_Activity 1_
List every person and every group of lawmakers that the article on GOP budget cuts mentions.
_Activity 2_
In the article on GOP budget cuts, what total in spending cuts did John Boehner insist on two years ago?
_Activity 3_
Say whether each statement agrees with the article on GOP budget cuts. Answer yes or no and quote the deciding words.
(a) The GOP proposal would let the government pay its bills through December of next year.
(b) The cuts now under consideration add up to more than the new borrowing the proposal would permit.
(c) Sequestration was triggered when the deficit supercommittee failed to reach a deal.

_Excerpt_

== Segment start ==

The Ottumwa Courier

AP National

September 24, 2013

GOP offers smaller budget cuts on debt measure

WASHINGTON (AP) — House Republicans are far less ambitious this week in their demands for spending cuts to erase new debt issued to pay the government's bills than they were during a budget battle two years ago.

The list of cuts under consideration now tallies up to a fraction of the almost $1 trillion in additional borrowing that would be permitted under a GOP proposal for enabling the government to pay its bills through December of next year.

Two years ago, House Speaker John Boehner, R-Ohio, insisted on spending cuts totaling $2.1 trillion over a decade as the price to meet President Barack Obama's demand for a like-sized increase in the government's borrowing cap, also known as the debt ceiling.

Those cuts involved tighter "caps" on agency operating budgets as well as the automatic, across-the-board cuts known as sequestration triggered by the failure of a deficit "supercommittee" to reach a deal.

== Segment end ==

_Information supplied_

== Segment start ==

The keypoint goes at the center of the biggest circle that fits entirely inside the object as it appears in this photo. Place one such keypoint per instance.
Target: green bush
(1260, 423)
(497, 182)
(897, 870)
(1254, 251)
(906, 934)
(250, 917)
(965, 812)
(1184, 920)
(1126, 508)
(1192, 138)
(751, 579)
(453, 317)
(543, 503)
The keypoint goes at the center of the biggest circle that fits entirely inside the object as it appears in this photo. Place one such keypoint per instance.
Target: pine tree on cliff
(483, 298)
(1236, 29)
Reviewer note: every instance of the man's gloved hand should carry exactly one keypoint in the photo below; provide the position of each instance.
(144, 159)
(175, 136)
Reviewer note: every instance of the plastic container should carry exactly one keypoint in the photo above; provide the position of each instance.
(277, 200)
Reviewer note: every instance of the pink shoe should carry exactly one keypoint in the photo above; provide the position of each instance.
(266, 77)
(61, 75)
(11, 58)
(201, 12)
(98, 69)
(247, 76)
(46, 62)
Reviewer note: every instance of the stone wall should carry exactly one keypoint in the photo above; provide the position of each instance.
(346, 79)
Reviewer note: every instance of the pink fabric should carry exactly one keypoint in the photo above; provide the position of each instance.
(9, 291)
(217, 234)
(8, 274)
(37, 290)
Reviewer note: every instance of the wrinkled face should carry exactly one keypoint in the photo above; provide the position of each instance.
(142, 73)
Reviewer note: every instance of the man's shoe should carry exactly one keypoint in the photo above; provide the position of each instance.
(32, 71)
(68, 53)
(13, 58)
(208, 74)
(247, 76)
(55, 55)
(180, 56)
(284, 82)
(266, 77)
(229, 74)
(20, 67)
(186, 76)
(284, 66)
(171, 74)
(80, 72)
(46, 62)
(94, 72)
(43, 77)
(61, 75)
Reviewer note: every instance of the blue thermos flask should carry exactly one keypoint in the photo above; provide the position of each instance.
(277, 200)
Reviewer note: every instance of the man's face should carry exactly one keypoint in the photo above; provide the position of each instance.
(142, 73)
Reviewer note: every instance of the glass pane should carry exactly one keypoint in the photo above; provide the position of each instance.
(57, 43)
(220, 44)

== Segment end ==

_Written answer 1_
- House Republicans
- House Speaker John Boehner, R-Ohio
- President Barack Obama
- The deficit "supercommittee"

_Written answer 2_
$2.1 trillion over a decade.

_Written answer 3_
(a) Yes: "enabling the government to pay its bills through December of next year"
(b) No: "tallies up to a fraction of the almost $1 trillion in additional borrowing"
(c) Yes: "triggered by the failure of a deficit "supercommittee" to reach a deal"